__THE TASKS__
(a) Answer these questions using the essay on race in India, one answer per line:
(i) How does the writer describe their own skin tone?
(ii) What three things do the writer's parents share?
(iii) Which Hindus does the essay call the highest of the upper class?
(b) Carry on the essay on race in India from its final sentence.
Start of SOURCE PASSAGE
The Big Thought: Race Isn’t Race In India – And This Teaches Us A Lot About Race
As an Indian American, I’ve always been fascinated by the way we define race. In America, it’s messy enough. I’m a minority, but not one of the larger ones. I’m brown, but not Hispanic. Asian, but not in the way most people think of. Indian, but not North Indian. But in India, the story is even more fascinating. Take my family. My mom has light skin, as does her family. I have cousins who white-pass in the United States. On the other side, my dad is dark and I have family members with black skin. If India were America, I’d be “mixed race”: I have medium-tone skin, type 3B curls, and a wider nose. But because India cares more about religion, I’m not. In fact, my parents are from the same religion, the same caste, and the same subcaste or jati. Though the caste system is abolished and my parents condemn casteism, it still exists. And it’s still powerful. When religion matters more than race, things get interesting. After all, you can’t really tell someone’s religion by looking at them. Even Hindu Brahmins, the highest of the upper class of Hindus, range from pale, light skin to black skin. There’s a sizeable Tamilian Brahmin community that appropriates Black American culture because they genuinely see themselves as Black (which they are not).
All these people are Hindus in India.
End of SOURCE PASSAGE
Start of RECORDS PROVIDED
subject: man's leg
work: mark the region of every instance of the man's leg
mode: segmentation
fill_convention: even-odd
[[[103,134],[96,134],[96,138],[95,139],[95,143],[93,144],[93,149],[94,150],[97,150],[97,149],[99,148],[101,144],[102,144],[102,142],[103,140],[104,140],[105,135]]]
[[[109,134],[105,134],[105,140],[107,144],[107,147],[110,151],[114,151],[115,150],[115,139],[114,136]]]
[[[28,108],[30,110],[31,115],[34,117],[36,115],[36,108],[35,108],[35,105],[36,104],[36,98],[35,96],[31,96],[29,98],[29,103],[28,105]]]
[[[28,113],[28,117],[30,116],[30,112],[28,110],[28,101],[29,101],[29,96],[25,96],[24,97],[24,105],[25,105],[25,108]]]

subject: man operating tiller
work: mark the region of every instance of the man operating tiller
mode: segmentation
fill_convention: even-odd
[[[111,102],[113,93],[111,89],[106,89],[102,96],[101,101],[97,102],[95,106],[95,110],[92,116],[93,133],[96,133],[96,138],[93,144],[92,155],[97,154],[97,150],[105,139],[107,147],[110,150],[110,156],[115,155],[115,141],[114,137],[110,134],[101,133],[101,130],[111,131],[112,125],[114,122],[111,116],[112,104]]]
End of RECORDS PROVIDED
__RESULTS BY TASK__
(a)
(i) Medium-tone skin
(ii) The same religion, the same caste, and the same subcaste (jati)
(iii) Hindu Brahmins

(b)
But the religious divide is fierce. Many racially and visually identical people from the same state in India are Muslim or Christian or Sikh, instead of Hindu. And in today’s India, those differences are what matters. With an increasingly powerful Hindu right wing, religious violence has increased in recent years, with Hindu groups using indigenous rhetoric from the U.S. to argue that they want to kick out, punish, or disenfranchise the large Muslim minority — because Muslims were historically colonizers. And the fairest skinned Muslims face what Americans would view as textbook racism. (It’s less comparable to religious discrimination in theU.S. because it doesn’t matter what you believe as much as the family you were born into.) Of course, sometimes race is still race, especially in a world that adopts much of its sociocultural debates from America. India has huge issues with colorism, skin-lightening, and worshipping the British. Anti-blackness (against black skin) and anti-Blackness (against Africans) are rampant to this day. While Priyanka Chopra faced criticism for playing an East Indian boxer in a biopic because she’s not East Asian, India’s most famous Muslim actors (Shah Rukh Khan, Amir Khan, Salman Khan, Katrina Kaif, etc.) frequently play Hindus and vice versa. Still, I caution against adapting U.S. rhetoric worldwide and frequently use India as an example of how different countries with different histories need different solutions.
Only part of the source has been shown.